> [Entries shown]:
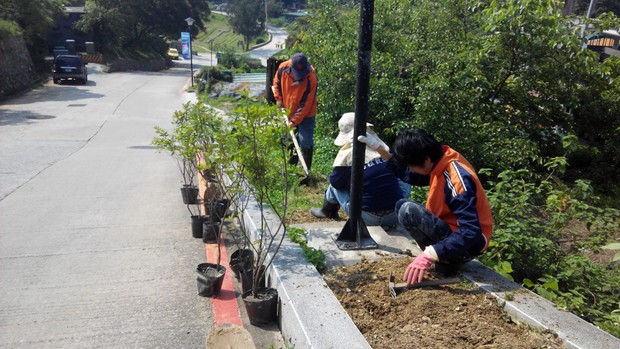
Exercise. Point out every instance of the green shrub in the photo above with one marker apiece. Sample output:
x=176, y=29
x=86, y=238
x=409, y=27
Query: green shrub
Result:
x=542, y=230
x=9, y=28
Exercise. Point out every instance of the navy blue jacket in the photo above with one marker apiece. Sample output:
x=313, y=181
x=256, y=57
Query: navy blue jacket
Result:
x=381, y=187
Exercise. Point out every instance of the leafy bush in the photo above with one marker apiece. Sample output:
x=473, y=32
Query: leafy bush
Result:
x=9, y=28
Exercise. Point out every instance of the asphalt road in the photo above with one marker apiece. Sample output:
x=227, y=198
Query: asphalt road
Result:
x=95, y=243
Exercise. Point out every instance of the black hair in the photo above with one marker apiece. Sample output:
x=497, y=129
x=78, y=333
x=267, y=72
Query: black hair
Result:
x=412, y=147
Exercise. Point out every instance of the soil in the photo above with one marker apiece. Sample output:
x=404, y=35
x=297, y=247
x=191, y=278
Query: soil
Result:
x=449, y=316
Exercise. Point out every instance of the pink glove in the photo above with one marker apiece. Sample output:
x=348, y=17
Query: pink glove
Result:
x=415, y=271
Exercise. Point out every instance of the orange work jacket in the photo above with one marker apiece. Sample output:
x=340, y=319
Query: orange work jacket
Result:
x=298, y=97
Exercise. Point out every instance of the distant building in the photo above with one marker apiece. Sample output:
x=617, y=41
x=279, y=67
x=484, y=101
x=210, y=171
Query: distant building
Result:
x=65, y=30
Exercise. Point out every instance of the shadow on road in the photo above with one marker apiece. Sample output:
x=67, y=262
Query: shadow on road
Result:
x=58, y=93
x=18, y=117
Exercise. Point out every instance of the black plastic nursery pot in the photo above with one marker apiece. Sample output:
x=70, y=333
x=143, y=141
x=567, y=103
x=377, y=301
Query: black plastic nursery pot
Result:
x=197, y=222
x=241, y=259
x=210, y=232
x=217, y=209
x=210, y=278
x=262, y=309
x=246, y=276
x=190, y=194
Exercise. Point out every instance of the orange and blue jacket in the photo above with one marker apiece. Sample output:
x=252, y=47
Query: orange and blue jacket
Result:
x=298, y=97
x=457, y=197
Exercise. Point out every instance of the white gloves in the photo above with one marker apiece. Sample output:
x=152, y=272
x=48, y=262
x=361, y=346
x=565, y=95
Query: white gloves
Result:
x=373, y=141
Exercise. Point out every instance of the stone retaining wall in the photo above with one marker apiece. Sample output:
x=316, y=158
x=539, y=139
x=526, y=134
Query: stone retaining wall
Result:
x=16, y=69
x=123, y=64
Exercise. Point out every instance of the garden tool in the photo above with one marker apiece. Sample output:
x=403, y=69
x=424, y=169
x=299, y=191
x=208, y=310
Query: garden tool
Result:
x=297, y=148
x=425, y=283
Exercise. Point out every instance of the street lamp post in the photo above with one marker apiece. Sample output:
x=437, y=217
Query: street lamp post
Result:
x=190, y=21
x=209, y=71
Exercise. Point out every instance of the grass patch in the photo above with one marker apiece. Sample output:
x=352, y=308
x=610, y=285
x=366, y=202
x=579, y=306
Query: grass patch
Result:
x=314, y=256
x=224, y=39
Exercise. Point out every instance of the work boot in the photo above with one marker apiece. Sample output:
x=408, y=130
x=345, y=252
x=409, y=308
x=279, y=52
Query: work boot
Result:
x=328, y=210
x=293, y=157
x=307, y=155
x=447, y=269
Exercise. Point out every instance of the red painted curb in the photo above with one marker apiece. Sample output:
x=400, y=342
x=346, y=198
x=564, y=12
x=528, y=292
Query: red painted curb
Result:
x=225, y=306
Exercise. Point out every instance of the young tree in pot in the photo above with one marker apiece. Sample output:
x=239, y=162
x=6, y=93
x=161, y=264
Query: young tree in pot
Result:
x=182, y=151
x=204, y=125
x=262, y=163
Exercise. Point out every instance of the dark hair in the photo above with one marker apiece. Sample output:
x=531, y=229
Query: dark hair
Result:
x=412, y=147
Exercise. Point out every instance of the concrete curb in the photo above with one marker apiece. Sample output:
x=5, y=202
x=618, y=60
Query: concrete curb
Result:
x=527, y=307
x=312, y=317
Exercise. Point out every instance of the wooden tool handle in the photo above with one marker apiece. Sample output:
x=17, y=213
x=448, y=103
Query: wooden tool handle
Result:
x=426, y=283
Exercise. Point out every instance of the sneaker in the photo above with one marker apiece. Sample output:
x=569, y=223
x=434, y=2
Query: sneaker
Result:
x=447, y=269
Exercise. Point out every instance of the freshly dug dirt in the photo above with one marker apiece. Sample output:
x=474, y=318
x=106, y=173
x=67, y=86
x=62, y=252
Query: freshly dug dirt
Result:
x=452, y=316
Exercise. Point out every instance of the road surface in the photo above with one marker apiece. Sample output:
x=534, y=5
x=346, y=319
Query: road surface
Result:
x=95, y=243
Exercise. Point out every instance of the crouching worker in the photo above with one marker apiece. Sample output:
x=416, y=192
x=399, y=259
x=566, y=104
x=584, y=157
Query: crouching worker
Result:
x=381, y=188
x=456, y=224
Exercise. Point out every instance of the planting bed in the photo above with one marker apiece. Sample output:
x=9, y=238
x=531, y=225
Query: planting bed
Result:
x=452, y=316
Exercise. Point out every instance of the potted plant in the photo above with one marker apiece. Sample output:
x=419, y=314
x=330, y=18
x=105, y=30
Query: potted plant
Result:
x=260, y=165
x=205, y=124
x=179, y=145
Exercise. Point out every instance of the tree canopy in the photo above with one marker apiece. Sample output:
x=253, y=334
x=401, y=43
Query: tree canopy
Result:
x=126, y=25
x=502, y=80
x=247, y=19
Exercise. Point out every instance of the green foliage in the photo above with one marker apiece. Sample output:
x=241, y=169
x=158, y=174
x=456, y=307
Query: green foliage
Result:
x=314, y=256
x=488, y=78
x=32, y=20
x=541, y=230
x=121, y=26
x=257, y=162
x=9, y=28
x=247, y=19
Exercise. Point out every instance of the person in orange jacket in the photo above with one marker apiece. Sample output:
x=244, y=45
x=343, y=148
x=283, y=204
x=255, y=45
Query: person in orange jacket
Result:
x=294, y=88
x=456, y=224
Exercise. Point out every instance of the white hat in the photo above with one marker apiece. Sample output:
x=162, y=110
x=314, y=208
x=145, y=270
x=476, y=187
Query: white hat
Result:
x=346, y=125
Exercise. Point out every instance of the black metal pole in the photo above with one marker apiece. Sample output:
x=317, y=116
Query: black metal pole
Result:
x=355, y=235
x=191, y=61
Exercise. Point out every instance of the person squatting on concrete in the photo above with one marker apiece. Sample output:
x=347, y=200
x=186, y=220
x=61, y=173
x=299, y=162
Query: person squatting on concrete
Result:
x=456, y=224
x=381, y=188
x=294, y=88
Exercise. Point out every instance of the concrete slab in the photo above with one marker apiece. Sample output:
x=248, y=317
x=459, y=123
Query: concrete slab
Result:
x=392, y=244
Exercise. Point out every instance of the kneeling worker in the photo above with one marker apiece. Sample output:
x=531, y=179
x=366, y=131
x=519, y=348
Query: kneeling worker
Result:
x=456, y=224
x=381, y=188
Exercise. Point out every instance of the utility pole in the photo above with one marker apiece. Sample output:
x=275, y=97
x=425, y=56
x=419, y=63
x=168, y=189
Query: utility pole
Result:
x=585, y=25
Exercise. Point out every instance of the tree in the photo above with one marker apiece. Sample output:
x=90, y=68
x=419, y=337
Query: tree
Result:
x=32, y=20
x=600, y=6
x=129, y=25
x=247, y=19
x=498, y=80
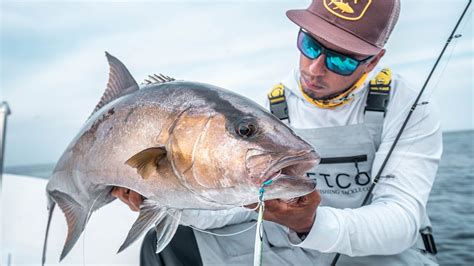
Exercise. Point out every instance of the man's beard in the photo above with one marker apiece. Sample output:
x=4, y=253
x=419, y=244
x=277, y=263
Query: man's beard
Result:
x=313, y=96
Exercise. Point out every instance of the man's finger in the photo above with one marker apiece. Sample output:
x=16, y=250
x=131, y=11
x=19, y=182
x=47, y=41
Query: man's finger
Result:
x=251, y=206
x=120, y=193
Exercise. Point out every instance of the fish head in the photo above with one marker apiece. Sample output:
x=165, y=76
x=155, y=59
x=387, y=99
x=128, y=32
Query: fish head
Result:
x=234, y=144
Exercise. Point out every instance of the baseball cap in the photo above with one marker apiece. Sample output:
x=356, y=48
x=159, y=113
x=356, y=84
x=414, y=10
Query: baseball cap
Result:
x=360, y=26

> [What is needed]: Take the line that holds "Exercise. Point out every instance of the man's beard" as the first and the last line of the material as the final one. Print that span exactly, both ends included.

> [Solution for this exercise]:
Exercise. Point out every instance of the man's beard in the photo above with one marker apiece. Sample output:
x=4, y=253
x=419, y=244
x=277, y=263
Query: man's beard
Result:
x=313, y=96
Exercise. Point out every instance of the man's finger in the photo above with one marker apiece. Sample output:
x=16, y=250
x=131, y=11
x=19, y=182
x=47, y=41
Query: man's finger
Result:
x=251, y=206
x=120, y=193
Exercise. Point out every instance of the fish head in the photo above with one marker apiece. Sample output:
x=165, y=76
x=155, y=59
x=387, y=99
x=128, y=32
Query: fish head
Result:
x=234, y=144
Exercise. Point out every instance of the baseball cap in the photo above with one marker apiece. Sample output:
x=356, y=48
x=159, y=113
x=356, y=84
x=414, y=10
Query: baseball cap
Result:
x=360, y=26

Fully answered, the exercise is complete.